Where can printers start to take action when it comes to make sure their supply chains are transparent? In many ways, it depends on the sector in which they specialise. For example, the terrible press that the textile industry has traditionally had when it comes to working conditions in developing countries has actually led to some positive developments. Textile certification is now well established and approval from a body such as Fair Wear or Fairtrade is a good indication that a supplier is operating ethically.
Again in textiles, sourcing organic cotton and looking for the Global Organic Textile Standard (GOTS) can make a big difference. According to the World Health Organization, non-organic cotton kills around 200,000 people a year as a direct result of the pesticides used. Then there is the indirect damage that cotton farming does. Since more chemical products are used on cotton than other crops (non-organic cotton is responsible for the consumption of more than 16% of the world's total production of insecticides and 7% of its herbicides), a lot of cotton farmers get into debt, which leads to a high proportion of suicide. GOTS-approved cotton avoids these issues.

------------------------------------------------------------------------

What is required:
Carry on the text about ethical sourcing for printers from its final sentence.

------------------------------------------------------------------------

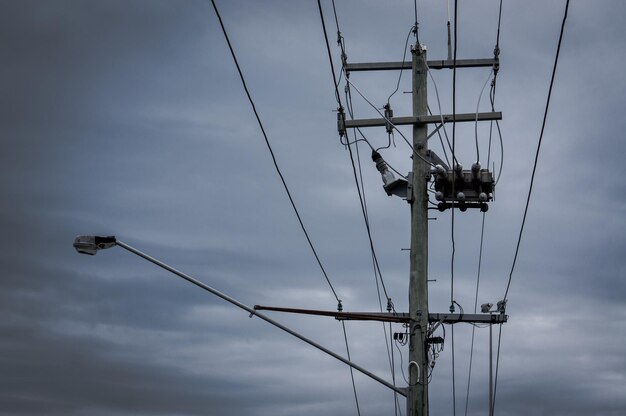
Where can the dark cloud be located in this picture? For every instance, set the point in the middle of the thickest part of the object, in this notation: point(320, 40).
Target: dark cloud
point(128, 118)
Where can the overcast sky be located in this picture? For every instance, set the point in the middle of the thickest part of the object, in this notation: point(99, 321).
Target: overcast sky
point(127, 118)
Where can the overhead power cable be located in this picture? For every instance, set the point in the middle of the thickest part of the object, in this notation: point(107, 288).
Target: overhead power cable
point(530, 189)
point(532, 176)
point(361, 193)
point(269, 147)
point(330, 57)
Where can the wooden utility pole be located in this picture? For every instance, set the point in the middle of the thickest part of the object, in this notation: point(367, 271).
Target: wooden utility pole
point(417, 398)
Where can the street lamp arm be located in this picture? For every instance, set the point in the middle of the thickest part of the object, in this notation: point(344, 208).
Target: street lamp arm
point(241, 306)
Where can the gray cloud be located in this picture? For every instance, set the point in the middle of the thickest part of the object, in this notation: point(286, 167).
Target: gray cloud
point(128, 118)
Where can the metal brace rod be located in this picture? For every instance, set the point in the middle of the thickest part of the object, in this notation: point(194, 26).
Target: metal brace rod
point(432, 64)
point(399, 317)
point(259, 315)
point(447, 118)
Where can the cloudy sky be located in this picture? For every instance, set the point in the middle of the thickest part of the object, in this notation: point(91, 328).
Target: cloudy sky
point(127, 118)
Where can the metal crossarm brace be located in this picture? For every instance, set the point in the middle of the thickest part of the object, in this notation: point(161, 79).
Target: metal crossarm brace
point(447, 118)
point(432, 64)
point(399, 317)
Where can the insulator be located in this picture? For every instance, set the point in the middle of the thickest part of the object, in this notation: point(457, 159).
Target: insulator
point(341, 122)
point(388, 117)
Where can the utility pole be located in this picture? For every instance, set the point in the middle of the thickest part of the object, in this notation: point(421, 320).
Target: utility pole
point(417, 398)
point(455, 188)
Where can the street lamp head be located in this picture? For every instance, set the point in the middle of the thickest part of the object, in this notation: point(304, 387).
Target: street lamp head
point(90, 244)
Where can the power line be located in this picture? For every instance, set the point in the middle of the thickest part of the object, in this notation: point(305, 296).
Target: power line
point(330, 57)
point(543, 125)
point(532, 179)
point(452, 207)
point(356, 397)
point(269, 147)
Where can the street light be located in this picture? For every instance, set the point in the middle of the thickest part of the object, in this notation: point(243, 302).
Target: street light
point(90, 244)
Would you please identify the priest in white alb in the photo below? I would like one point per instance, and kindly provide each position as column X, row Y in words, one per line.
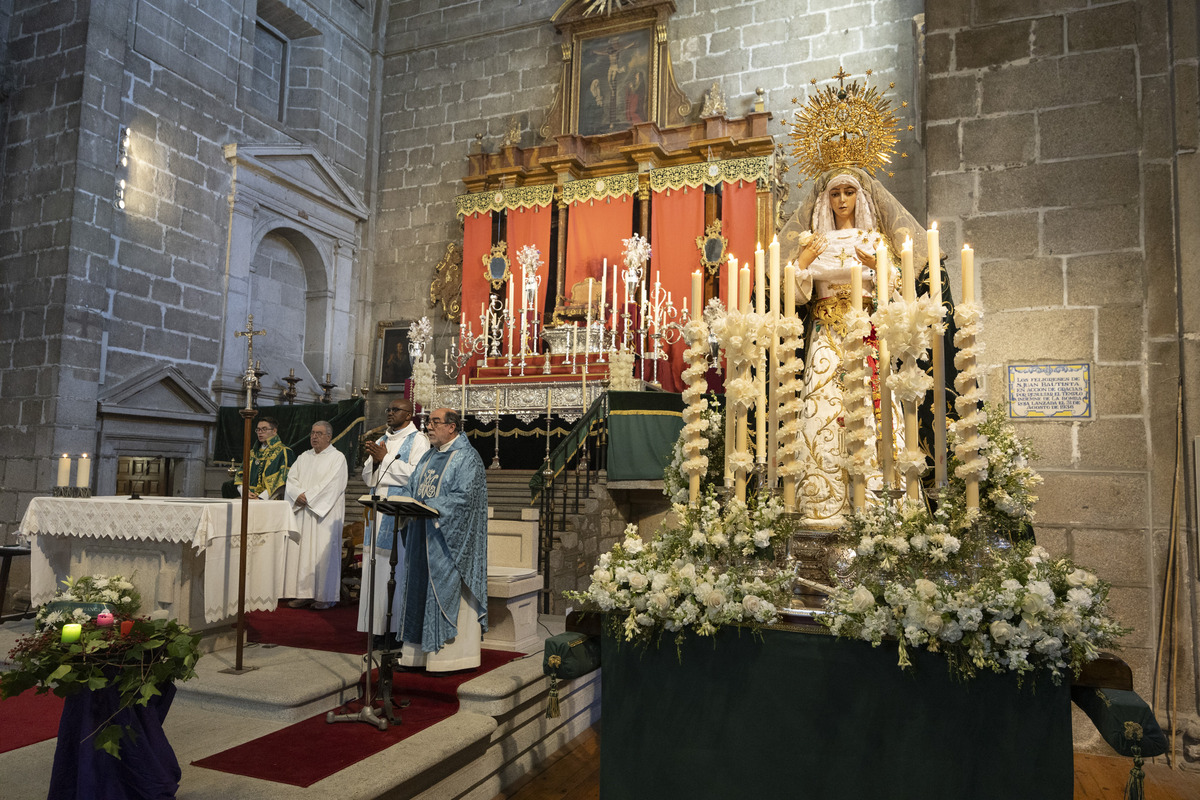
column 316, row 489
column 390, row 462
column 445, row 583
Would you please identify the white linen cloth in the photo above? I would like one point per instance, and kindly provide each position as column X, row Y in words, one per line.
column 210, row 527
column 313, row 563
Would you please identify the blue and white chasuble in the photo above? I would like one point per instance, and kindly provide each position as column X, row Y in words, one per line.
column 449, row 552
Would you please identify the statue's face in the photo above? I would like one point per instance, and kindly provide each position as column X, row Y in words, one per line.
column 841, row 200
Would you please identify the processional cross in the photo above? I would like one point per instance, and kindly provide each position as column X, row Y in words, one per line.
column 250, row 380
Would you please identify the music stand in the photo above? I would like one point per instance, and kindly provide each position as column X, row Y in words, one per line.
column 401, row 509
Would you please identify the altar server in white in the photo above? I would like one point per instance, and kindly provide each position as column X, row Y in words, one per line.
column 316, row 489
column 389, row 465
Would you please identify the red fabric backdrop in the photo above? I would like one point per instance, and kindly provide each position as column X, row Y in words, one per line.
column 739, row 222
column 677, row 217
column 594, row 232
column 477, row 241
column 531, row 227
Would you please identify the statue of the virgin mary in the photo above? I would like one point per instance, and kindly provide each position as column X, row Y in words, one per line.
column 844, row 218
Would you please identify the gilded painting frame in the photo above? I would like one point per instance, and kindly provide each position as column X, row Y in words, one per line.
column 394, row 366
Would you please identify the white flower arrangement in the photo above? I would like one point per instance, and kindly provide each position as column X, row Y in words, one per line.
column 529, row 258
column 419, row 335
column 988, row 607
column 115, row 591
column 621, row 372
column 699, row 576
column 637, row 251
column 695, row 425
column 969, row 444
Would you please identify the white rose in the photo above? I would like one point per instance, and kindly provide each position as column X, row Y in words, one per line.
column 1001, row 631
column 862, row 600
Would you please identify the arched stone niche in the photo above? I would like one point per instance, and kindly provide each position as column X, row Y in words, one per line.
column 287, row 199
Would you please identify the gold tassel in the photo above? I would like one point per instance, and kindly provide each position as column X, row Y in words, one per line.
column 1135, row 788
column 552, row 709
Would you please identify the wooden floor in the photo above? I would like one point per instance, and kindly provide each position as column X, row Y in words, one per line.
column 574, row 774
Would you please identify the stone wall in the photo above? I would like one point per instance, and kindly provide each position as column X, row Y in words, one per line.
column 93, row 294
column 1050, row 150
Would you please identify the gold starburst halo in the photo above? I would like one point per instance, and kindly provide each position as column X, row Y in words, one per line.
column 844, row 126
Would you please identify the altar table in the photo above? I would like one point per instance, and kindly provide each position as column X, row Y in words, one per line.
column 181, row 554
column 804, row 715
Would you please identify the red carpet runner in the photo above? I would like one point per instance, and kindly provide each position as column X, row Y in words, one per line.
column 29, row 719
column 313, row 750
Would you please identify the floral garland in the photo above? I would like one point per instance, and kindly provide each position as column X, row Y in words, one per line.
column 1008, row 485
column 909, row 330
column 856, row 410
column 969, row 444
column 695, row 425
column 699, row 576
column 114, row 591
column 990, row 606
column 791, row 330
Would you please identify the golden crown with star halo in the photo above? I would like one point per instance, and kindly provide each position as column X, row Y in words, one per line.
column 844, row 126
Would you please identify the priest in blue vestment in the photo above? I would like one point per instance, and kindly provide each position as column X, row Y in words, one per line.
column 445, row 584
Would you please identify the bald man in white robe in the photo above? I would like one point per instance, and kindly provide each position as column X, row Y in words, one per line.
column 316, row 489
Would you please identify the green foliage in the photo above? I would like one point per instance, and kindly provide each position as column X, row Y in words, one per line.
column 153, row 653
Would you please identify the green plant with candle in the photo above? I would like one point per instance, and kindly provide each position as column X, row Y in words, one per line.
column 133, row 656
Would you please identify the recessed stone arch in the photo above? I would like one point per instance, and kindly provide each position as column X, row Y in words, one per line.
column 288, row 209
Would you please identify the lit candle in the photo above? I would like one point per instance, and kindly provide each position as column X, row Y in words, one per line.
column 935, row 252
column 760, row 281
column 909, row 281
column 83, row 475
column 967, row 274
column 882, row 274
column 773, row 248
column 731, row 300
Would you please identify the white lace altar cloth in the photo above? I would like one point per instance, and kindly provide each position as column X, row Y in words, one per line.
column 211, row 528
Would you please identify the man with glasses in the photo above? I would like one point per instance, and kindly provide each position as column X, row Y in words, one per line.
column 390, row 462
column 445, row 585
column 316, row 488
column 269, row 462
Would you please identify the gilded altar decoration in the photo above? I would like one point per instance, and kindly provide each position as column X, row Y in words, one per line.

------------------------------------------------------------------------

Answer for this exercise:
RFID tags or labels can track a product almost from its very earliest manufacturing stages right up to the point of purchase
More widely, regarding environmentally focused sustainability, certifications such as the Nordic Swan Ecolabel, the EU Ecolabel ‘Flower’, Greenguard Gold and OEKO-TEX can all indicate to customers that a manufacturer is taking steps towards responsible manufacturing.
People and technology
For all the positives that come with the move to more transparent supply chains, there are still concerns. As Debbie McKeegan wrote for FESPA last year, greenwashing and the faking of textile supply chain sustainability credentials is a very real problem.
There are moves to reduce such problems though. While some are claiming artificial intelligence will streamline automated production which will result in wastage-free sustainability, more obvious benefits can be seen in the use of RFID (Radio Frequency Identification) tags or labels, which can be used to track a product almost from its very earliest manufacturing stages up to the point of purchase. This has obvious benefits for supply chain efficiency, but also in terms of product and supply chain integrity, too – such as ensuring products aren’t fake.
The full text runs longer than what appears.